Short task »
Pull out every line in the items below that contains the word "flower". Case counts.

Record list »
• • • • •

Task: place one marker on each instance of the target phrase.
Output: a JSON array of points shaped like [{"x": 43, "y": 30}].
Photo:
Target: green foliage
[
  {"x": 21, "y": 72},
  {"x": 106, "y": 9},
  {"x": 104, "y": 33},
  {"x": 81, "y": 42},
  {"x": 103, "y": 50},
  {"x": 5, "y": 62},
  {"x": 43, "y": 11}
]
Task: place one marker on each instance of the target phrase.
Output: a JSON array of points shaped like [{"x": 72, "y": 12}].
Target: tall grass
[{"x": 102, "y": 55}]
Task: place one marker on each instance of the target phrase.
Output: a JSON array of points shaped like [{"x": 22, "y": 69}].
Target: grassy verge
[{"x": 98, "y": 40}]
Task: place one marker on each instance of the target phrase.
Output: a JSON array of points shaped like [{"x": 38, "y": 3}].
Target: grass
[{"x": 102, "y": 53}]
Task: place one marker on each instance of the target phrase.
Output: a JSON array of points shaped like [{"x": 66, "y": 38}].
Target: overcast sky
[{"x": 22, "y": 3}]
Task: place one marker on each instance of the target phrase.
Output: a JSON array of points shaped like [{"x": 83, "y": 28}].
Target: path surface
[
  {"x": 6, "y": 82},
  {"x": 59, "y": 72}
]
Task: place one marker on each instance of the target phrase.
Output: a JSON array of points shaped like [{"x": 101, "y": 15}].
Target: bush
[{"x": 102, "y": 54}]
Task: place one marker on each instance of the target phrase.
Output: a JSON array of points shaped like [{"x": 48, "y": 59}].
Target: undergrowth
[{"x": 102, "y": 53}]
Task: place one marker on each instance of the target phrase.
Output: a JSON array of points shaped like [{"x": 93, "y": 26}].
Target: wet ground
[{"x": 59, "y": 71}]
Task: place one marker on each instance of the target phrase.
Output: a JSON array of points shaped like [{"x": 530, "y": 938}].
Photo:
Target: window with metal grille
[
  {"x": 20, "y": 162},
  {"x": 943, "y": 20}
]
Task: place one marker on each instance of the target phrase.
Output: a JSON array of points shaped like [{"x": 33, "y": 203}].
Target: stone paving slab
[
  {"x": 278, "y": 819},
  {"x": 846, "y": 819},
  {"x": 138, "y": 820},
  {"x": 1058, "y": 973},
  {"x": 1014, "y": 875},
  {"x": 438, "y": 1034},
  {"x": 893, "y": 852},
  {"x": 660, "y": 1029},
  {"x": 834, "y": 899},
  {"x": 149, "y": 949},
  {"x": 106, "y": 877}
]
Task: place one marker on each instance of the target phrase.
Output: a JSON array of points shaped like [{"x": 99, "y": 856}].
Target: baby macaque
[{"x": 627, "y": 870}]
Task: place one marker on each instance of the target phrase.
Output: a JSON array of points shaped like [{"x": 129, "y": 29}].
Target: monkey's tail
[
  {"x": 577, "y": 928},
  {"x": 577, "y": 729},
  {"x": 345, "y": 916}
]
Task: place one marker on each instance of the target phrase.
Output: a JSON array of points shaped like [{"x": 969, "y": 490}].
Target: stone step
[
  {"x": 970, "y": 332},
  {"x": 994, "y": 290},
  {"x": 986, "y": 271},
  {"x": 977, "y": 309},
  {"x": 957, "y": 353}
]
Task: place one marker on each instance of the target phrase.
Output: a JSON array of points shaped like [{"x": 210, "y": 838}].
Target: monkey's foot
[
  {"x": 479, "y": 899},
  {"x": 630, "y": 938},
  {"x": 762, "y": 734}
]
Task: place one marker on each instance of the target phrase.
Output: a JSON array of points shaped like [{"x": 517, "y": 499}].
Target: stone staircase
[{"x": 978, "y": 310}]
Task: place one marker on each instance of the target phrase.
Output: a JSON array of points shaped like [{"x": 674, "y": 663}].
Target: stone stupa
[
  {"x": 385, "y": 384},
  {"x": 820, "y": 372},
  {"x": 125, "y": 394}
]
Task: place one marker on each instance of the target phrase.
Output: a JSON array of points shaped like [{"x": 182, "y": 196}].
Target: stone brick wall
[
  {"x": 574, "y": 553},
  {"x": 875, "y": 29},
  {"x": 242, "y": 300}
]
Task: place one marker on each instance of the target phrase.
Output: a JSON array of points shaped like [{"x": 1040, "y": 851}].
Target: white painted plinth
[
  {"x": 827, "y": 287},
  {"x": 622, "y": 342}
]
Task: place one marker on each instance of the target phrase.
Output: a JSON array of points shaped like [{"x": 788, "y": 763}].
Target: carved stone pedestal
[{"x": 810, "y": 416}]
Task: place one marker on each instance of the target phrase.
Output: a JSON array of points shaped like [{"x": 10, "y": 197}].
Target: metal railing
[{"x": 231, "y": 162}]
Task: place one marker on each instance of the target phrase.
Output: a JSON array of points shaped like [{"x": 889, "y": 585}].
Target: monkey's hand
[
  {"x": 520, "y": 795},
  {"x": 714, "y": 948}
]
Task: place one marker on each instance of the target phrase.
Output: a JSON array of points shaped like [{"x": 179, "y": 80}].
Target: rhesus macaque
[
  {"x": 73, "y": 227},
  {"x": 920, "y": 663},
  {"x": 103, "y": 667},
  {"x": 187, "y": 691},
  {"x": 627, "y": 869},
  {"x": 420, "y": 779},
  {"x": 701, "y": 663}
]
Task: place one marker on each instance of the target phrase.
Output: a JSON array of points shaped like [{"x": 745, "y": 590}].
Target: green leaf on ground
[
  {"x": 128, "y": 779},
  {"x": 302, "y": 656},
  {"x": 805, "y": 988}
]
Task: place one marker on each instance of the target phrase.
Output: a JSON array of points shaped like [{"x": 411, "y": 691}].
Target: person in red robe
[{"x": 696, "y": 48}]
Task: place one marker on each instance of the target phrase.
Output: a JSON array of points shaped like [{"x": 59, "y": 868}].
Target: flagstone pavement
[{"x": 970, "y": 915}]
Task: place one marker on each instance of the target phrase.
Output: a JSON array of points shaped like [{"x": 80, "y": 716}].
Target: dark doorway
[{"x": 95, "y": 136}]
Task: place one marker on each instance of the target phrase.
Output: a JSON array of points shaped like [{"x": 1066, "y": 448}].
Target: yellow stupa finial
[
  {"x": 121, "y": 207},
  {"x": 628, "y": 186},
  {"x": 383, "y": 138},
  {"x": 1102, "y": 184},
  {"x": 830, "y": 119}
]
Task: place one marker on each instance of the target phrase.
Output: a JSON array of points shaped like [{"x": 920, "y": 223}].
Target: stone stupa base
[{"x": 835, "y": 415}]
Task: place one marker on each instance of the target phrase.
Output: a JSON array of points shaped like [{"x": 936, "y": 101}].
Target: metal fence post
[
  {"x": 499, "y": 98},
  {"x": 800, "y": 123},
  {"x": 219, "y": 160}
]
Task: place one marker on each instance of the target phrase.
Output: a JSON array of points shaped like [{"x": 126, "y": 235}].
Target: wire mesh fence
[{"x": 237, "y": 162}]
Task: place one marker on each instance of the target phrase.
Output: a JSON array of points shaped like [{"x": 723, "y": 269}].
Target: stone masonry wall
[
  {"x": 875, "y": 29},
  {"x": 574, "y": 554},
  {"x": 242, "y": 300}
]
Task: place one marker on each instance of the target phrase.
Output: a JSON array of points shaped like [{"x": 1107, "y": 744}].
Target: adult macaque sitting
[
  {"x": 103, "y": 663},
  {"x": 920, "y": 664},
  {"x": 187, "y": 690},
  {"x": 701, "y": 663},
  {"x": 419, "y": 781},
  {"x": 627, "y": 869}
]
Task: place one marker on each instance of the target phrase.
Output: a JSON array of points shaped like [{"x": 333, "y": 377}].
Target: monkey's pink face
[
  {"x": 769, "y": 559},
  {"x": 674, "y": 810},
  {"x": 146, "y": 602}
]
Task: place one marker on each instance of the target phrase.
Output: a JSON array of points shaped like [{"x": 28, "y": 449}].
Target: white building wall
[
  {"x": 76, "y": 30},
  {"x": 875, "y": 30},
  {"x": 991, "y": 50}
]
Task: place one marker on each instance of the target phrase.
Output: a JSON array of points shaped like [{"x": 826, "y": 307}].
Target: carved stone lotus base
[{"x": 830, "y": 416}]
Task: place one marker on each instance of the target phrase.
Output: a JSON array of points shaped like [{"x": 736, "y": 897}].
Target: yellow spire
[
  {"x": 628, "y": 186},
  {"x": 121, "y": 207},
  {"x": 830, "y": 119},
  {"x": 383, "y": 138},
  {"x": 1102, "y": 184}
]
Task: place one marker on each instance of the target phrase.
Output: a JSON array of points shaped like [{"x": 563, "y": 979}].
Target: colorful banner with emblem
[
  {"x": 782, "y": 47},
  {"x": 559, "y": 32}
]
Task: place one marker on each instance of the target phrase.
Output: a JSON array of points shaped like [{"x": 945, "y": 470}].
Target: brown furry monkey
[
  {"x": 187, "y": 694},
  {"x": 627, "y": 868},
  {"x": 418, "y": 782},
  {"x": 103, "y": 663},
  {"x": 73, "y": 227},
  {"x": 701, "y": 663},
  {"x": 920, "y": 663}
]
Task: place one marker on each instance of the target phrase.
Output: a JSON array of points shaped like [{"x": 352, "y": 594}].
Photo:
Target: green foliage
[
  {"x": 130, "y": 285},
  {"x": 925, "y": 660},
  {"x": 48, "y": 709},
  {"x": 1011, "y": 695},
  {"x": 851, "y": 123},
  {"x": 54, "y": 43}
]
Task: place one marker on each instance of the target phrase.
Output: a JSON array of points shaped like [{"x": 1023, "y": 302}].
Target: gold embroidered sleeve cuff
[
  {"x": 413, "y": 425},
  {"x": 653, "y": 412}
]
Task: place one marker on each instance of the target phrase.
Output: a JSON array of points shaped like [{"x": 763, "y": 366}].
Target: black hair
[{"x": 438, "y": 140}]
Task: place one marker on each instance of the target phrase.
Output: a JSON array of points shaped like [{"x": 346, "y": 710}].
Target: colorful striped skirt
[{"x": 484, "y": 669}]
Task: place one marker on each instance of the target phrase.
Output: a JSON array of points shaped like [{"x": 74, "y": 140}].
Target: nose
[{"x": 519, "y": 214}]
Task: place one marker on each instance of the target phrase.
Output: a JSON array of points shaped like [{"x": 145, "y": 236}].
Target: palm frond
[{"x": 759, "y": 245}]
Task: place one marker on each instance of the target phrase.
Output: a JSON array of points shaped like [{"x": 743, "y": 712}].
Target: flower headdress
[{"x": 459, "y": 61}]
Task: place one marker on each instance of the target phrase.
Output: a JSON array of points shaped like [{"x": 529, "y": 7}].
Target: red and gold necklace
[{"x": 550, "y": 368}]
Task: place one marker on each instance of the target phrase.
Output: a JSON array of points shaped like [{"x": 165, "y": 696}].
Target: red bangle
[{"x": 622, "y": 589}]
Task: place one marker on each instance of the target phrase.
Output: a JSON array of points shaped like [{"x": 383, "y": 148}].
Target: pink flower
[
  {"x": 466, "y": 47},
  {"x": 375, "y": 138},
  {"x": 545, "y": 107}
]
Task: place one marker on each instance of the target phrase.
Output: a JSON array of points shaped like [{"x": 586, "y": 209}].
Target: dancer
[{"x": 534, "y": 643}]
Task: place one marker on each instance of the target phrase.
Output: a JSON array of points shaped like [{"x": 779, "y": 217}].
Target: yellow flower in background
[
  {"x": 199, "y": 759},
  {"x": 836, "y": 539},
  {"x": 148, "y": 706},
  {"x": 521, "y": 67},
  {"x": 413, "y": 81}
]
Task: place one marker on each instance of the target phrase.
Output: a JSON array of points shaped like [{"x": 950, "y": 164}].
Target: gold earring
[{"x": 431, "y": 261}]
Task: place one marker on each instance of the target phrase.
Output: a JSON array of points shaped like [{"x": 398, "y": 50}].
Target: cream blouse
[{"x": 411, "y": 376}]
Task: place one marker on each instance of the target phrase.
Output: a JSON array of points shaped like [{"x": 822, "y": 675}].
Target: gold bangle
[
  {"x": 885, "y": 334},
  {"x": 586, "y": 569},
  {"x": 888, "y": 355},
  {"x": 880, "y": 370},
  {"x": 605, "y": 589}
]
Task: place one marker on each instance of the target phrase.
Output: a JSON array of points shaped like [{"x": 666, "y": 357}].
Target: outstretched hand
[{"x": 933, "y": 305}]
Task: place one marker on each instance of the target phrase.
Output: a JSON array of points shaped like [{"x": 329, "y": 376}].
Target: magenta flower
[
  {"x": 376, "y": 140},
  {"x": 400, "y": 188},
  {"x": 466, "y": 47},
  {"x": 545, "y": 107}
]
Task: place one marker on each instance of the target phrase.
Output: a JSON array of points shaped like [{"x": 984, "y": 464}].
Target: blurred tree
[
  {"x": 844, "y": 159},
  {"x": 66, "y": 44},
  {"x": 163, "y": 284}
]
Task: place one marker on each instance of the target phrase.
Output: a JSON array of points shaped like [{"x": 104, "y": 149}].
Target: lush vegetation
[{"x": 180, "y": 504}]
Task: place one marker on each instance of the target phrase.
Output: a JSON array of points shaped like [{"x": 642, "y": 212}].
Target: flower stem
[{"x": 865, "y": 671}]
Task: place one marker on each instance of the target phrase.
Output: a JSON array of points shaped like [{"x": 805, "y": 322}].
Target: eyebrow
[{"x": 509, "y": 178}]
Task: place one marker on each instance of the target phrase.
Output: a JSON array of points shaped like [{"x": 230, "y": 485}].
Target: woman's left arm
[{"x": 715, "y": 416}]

• • • • •

Completed task »
Target: flower headdress
Target: pink flower
Target: yellow flower in background
Target: magenta flower
Target: flower stem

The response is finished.